The Migration Crisis in Central America: How Domestic NGOs from Panama Are Central to the US Migration Strategy      

0 comments | 6 shares

Estimated reading time: 7 minutes

Gabriela Valencia

March 2nd, 2024

The Migration Crisis in Central America: How Domestic NGOs from Panama Are Central to the US Migration Strategy      

0 comments | 6 shares

Estimated reading time: 7 minutes

In 2019, Panama released a study showing it had registered a staggering 4,060 domestic NGOs since 2000. This surge in NGOs is closely related to the intensity of the ongoing Central American migration crisis. For more than a decade, Gabriela Valencia has been championing the service and invaluable contributions of these local NGOs in addressing critical issues. However, her recent observations have revealed challenges to their agency and development approaches, stemming from what they perceive as uneven strategies aimed at governing migration in Central America.

Furthermore, recent research that I completed, examined how tackling migration crises through the US’s ongoing Collaborative Migration Management Strategy, shapes the capacity and agency of local NGOs to deliver services in migrant-receiving countries. It highlighted the concern that transnational governance not only shapes development but also contributes to domestic competition and inequality for NGOs.

The American Strategy to Control Migration (and Development) 

Latin America has long been considered by the US as their nearest ‘backyard.’ Fourteen days after Joe Biden was sworn in as the US President in 2021, the White House passed an Executive Order that called for a ‘strategy to collaboratively manage migration’ in the North and Central America regions. This collaborative strategy represents the external half of Biden’s administrative policy for addressing the issue of migration. The transnational strategy was intentionally designed to rectify the use of the controversial Title 42 policy. It was also unilaterally constructed to allow the US to regain control of its Southern border by tackling the ‘roots’ of displacement and addressing the flow of forced migration that has been rapidly incrementing and concentrating in the region.

Sprinkled throughout the strategy are terms like ‘stabilize’, ‘expand’, ‘strengthen’, ‘support’, and ‘enhance’, implying that development is an integral part of it. On the surface, the approach seeks to comprehensively refresh ties and sustain the co-responsibility of migration management by having the US work alongside and support its long-time Central American allies. In a polarised fashion, other weighty terms used in the strategy are ‘govern’, ‘manage’, and ‘orderly process’. This dual approach allows the US to put forward a blueprint based on governing through aid and development.

For Central America, ‘migration control remains closely linked to relations with the U.S’ and because the assistance to migrant populations is primarily carried out by local NGOs, they have become pivotal to the complex migration governance strategy. Small host countries such as Belize, Costa Rica, and Panama are being asked to make every effort to not only assist and aid the extremely vulnerable migrant populations but to also curb their mobility towards the North by providing economic development and social integration programmes. While the US pushes to externalise migration issues and regain its regional hegemony, local NGOs are immersed in a political hot zone.

PROMPT A: According to the article on Central American migration, how many domestic NGOs had Panama registered since 2000, as reported in its 2019 study?
PROMPT B: Resume the article on Central American migration and Panama's NGOs, carrying its argument forward from the end of its final paragraph.

SUPPLIED INFORMATION:
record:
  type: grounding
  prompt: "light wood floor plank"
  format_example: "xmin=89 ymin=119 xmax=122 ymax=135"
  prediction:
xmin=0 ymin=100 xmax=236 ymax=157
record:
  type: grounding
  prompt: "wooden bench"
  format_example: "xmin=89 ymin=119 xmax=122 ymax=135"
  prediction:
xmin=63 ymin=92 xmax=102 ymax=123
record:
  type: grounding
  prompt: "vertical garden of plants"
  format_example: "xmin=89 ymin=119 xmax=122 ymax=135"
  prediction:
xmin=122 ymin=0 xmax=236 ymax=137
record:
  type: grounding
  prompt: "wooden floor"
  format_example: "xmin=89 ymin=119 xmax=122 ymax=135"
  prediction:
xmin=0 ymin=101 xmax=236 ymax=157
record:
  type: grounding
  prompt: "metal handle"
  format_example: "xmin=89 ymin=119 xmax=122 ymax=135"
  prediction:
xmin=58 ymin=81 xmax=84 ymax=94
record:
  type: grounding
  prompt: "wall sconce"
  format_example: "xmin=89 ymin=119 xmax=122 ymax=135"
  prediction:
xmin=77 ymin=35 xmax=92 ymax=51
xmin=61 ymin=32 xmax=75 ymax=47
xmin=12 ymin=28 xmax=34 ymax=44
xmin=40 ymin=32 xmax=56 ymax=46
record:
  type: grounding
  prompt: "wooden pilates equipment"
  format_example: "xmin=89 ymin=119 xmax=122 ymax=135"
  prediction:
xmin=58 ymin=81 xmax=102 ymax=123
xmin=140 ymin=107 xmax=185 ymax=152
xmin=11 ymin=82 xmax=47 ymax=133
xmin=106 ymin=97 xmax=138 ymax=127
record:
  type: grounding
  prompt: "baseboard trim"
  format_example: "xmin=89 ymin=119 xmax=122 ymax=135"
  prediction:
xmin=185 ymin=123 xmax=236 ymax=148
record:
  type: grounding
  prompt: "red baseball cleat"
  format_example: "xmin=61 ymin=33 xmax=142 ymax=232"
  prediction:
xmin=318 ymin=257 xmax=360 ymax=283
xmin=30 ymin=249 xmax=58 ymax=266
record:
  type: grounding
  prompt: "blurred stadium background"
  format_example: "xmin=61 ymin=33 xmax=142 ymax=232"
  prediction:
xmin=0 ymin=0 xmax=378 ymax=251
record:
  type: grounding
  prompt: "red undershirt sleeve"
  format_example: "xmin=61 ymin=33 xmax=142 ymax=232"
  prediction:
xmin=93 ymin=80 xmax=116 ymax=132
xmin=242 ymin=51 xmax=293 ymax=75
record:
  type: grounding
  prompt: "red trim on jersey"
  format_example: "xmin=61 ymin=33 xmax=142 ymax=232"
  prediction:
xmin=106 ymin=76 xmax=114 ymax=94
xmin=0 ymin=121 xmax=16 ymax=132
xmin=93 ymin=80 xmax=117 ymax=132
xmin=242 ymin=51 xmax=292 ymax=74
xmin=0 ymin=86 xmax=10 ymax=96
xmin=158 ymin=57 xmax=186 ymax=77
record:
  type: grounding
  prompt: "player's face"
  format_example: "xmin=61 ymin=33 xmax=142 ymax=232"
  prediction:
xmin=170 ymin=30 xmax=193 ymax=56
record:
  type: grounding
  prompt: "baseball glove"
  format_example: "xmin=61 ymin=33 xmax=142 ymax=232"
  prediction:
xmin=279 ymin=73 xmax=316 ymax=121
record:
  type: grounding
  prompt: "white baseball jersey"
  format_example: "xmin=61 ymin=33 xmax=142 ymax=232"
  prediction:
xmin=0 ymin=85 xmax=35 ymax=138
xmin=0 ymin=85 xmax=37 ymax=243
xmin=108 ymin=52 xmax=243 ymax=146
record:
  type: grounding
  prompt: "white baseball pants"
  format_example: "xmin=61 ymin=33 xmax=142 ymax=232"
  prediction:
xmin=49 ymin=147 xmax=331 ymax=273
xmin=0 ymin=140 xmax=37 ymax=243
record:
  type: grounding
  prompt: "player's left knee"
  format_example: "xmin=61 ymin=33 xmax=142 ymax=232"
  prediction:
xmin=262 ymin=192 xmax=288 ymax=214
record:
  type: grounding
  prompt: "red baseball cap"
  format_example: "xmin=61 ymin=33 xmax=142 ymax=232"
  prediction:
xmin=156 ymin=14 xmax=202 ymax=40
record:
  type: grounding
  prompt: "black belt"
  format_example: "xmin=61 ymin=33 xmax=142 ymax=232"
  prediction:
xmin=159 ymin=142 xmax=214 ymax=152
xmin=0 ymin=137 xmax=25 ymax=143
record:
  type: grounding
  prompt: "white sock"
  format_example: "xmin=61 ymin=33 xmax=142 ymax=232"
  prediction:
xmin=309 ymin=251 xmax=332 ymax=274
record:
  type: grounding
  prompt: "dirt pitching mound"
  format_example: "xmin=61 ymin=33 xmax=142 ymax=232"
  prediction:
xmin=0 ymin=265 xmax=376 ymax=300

EXPECTED OUTPUT A: 4,060 domestic NGOs.

EXPECTED OUTPUT B:
The role of Panamanian NGOs in the response to the migration crises  

The existence of numerous NGOs in Panama is not without justification. Primarily, in Latin America, NGOs are often seen as a substitute for the shortcomings of state development. They enhance the role and representation of civil society in areas where fundamental needs are perceived to be inadequately addressed. In Central America, this perception is further shaped by nearly a decade of evolving migration crises converging within its borders.

From January to December 2023, the Panamanian government registered irregular entry through the Darien Gap of over 500,000 migrants from three main regions: South America, Antilles, and Asia. The primary attendants of these migrants are relief-oriented United Nations agencies, NGOs, and underserved communities that can assist them with their most immediate needs such as access to water, food, shelter, and healthcare.

Because of migration policies and their irregular status, the long-term settlement of most migrants will remain uncertain. Once their pressing needs are met, they will attempt to access other services (i.e. economic development, legal assistance, and social integration programmes) that will allow them to build some temporary stability in Panama. To provide such services, many local NGOs have partnered directly with UN agencies to access funding and strengthen their service capacity. By aligning with the strategy, the NGOs can access larger grants that are trickled down from the US through their main contractors such as USAID, UN agencies, and INGOs.

Figure 1 – NGO’s service provision range and relationship with agencies

The relationship of the UN Agencies, the NGOs of the study, and the services and types of migrants they assist.

Yet, even when the local NGOs can manage to acquire more funds to advance the services and learn to navigate the bureaucratic hurdles of the UN system, they will still find themselves adopting formidable obstacles in the form of economic instability and development constraints far beyond their participation in the strategy.

Cracks in the strategy: Unrealistic expectations, competition, and inequality 

So far, the Mexican and Central American states’ capacity to respond to the current migration crisis has been limited. This results in an overreliance from the governments and international agencies on civil society organisations to aid and put forward responsive migration programmes through intensely transactional relationships. Local NGOs have quickly found themselves balancing economic dependency and advancing their development goals. They are continuously consumed and preoccupied by the inequalities within the systems they navigate.

Experiences of civil society organisations in Panama point to a highly competitive atmosphere to attain the grants and to impact a specific number of migrants without necessarily being able to recognise them as significant assets for the country and endure the impact. It seems like the scarce resources available continue to be directed indefinitely into providing temporary relief in what can be perceived as a never-ending cycle of humanitarian assistance. Therefore, as funding levels surge, these NGOs find themselves navigating a nuanced landscape filled with challenges that pose conflicts for their overarching mission and the effective delivery of services. The complex role that these NGOs have within the strategy is widely relevant to understanding the mechanisms, procedures, and establishments that sustain inequality within the aid system.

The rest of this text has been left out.